··· Fragmento proporcionado

[Mc. 16, 1-7] Jn. 20, 1-9 | 1956
En el Domingo de Resurrección la Iglesia
lee sencillamente siete versículos del último capítulo de Marcos que narra la
ida de las Santas Mujeres con sus bálsamos ya inútiles al Santo Sepulcro, que
encontraron vacío; y la aparición de un jovencito (de un “ángel”, dice Mateo;
de “dos hombres en vestes lúcidas”, dice Lucas) que les anuncian la Resurrección
y les dan orden de avisar a Pedro y los Discípulos; cosa que ellas no hicieron
de miedo. Cuando les pasó el miedo, por la aparición de Cristo mismo, avisaron
y no las creyeron. Las mujeres eran: María Magdalena, Juana, la otra María, madre de Santiago el Menor, Salomé,
madre de Juan “y otras”.

······
··· Conjunto de líneas

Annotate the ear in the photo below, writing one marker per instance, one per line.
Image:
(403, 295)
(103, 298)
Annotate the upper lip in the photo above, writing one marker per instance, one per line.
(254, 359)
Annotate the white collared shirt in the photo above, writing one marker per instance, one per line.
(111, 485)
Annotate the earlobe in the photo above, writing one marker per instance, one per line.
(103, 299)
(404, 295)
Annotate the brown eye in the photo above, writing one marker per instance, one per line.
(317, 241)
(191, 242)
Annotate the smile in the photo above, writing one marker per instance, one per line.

······

■ Trabajo por hacer ■
• A. Responde estas preguntas sobre el fragmento del Domingo de Resurrección:
(i) ¿De qué capítulo de qué evangelio lee la Iglesia siete versículos ese domingo?
(ii) Según Lucas, ¿quiénes anunciaron la Resurrección a las mujeres?
(iii) ¿Qué pasó cuando las mujeres por fin avisaron?
• B. Retoma el fragmento sobre el Domingo de Resurrección a partir del punto en que se detiene.
Las líneas no intervienen en nada de esto.

■ Resultados ■
• A.
(i) Del último capítulo de Marcos.
(ii) Dos hombres en vestes lúcidas.
(iii) No las creyeron.

• B.
Quienes primero vieron a Cristo fueron
mujeres, en este orden: primero, su Santísima Madre; después, la Magdalena;
después, el resto del grupito que llama el Evangelio “synelee-lythyiai ek
tes Galilaias” (“las que lo escoltaban desde Galilea”), una especie de rama
femenina de la Acción Católica de aquellos tiempos. Y nadie las creyó: “según
dicen las mujeres”, le dijeron los dos discípulos de Emmaús al Misterioso
Peregrino, y en ese momento él se les enojó, y les dijo: “¡Oh cabezaduras!”.
Pero, lo mismo, en la Iglesia primitiva se siguió invocando el testimonio de
los varones, como lo hace San Pablo en su Primera Carta a los Corintios (XV,
4): “Resurgió al tercer día según la Escritura, y fue visto por Pedro y luego
por los Doce; después fue visto por más de 500 hermanos juntos [el día de la
Ascensión], de los cuales están vivos los más hoy día y algunos murieron ya;
después fue visto por Jácome y por todos los Apóstoles; y el último de todos,
como un abortivo, fue visto también por mí”. Eran un poco cabezas duras estos
israelitas; y más dispuestos a negar todo que a ver visiones.
Si yo dijera aquí la Resurrección de
Cristo es el suceso más grande de la Historia del mundo, repetiría un lugar
común; pero no rigurosamente exacto, si se quiere.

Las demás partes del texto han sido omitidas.